## Begin INFORMATION GIVEN
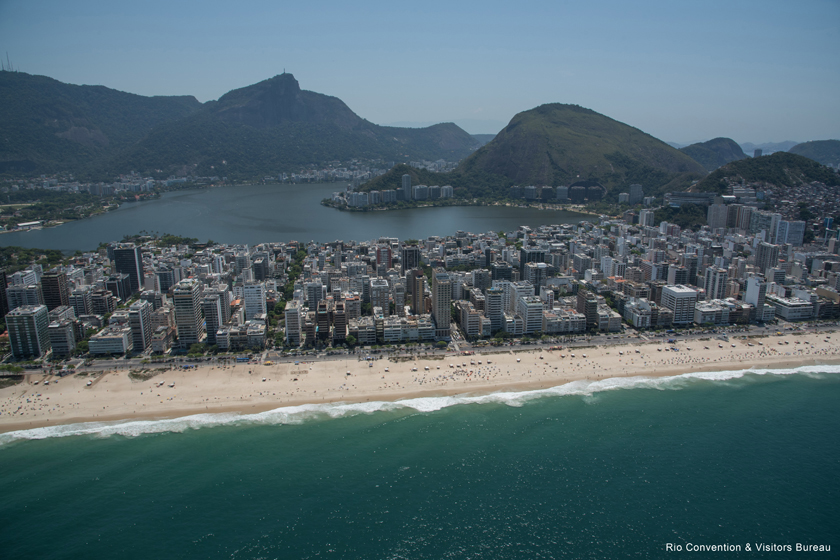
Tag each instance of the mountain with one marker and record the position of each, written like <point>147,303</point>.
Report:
## End INFORMATION GIVEN
## Begin INFORMATION GIVEN
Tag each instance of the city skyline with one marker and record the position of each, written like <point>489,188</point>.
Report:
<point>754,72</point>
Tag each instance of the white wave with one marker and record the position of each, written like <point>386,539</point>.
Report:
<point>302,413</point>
## End INFORMATION GIVEN
## Begin INFORMATION GIVEN
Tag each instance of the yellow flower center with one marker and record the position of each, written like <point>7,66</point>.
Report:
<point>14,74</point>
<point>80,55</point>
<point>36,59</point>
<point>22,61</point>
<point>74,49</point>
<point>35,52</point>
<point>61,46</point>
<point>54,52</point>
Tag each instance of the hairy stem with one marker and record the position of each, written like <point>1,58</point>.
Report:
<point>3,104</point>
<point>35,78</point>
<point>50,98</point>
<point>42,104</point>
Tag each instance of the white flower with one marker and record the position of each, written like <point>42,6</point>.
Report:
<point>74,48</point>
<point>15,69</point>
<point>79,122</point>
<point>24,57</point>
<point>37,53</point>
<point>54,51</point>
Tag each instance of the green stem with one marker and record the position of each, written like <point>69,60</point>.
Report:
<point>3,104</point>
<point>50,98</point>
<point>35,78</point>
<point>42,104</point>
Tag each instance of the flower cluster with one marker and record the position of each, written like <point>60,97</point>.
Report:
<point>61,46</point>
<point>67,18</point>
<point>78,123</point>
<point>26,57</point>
## End INFORMATION GIVEN
*TASK TO CARRY OUT:* Gather every line of the records that contains the string "flower", matching case exactly.

*PROBLEM SOLUTION:*
Tag each instance of the yellow flower center with one marker and record the position of each, written like <point>7,66</point>.
Tag each instance of the white flower with one marker and record the position of each, written like <point>42,6</point>.
Tag each instance of the flower cluster with one marker and record the position of each, written like <point>60,97</point>.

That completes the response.